Entries for pointing at labeled objects
►
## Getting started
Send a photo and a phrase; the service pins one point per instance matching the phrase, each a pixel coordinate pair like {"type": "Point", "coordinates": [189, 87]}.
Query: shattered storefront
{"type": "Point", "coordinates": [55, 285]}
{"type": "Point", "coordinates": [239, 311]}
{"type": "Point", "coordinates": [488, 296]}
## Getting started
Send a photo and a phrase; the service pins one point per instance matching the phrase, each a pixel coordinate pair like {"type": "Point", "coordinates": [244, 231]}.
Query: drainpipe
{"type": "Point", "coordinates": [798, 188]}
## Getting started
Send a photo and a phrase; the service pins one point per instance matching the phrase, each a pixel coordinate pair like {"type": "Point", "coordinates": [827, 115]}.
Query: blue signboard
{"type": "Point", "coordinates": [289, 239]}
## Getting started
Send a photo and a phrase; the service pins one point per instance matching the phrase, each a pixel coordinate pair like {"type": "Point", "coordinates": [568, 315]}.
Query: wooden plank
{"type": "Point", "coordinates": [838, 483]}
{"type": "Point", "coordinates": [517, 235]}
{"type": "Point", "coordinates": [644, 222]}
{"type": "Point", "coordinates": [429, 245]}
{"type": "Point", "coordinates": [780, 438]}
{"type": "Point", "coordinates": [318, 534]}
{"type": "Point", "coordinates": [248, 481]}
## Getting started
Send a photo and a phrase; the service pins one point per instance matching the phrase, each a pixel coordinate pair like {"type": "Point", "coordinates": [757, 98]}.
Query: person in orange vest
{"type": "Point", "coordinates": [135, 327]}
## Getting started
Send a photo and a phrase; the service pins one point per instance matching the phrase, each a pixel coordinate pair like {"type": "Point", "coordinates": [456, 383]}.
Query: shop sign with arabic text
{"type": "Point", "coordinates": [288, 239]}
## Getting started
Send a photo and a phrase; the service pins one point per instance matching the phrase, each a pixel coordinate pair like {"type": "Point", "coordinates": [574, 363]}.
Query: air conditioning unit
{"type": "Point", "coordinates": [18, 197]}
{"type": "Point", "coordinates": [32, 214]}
◄
◆ **What you have to do**:
Extract every line of the material above that contains the word "each", and copy those lines without alteration.

◆ **Expected answer**:
Send a photo and a phrase; the service pins one point per instance matching the phrase, each a pixel coordinate pair like {"type": "Point", "coordinates": [189, 87]}.
Send a photo and a phrase; the service pins one point per instance matching the phrase, each a pixel coordinate pair like {"type": "Point", "coordinates": [244, 231]}.
Send a photo and a phrase; the service pins one point per instance matching the phrase, each a pixel coordinate pair like {"type": "Point", "coordinates": [827, 115]}.
Send a photo and a phrase; the service pins one point per instance matching the phrase, each a pixel coordinate pair like {"type": "Point", "coordinates": [568, 315]}.
Send a photo and a phrase; the service pins one point per instance matching the phrase, each a pixel coordinate pair like {"type": "Point", "coordinates": [757, 98]}.
Send a photo and a phrase; the service pins one point per instance matching the phrase, each a pixel coordinate pair like {"type": "Point", "coordinates": [456, 383]}.
Send a photo and a phrase; the service pins one point per instance matching the phrase, each a pixel coordinate pair like {"type": "Point", "coordinates": [574, 363]}.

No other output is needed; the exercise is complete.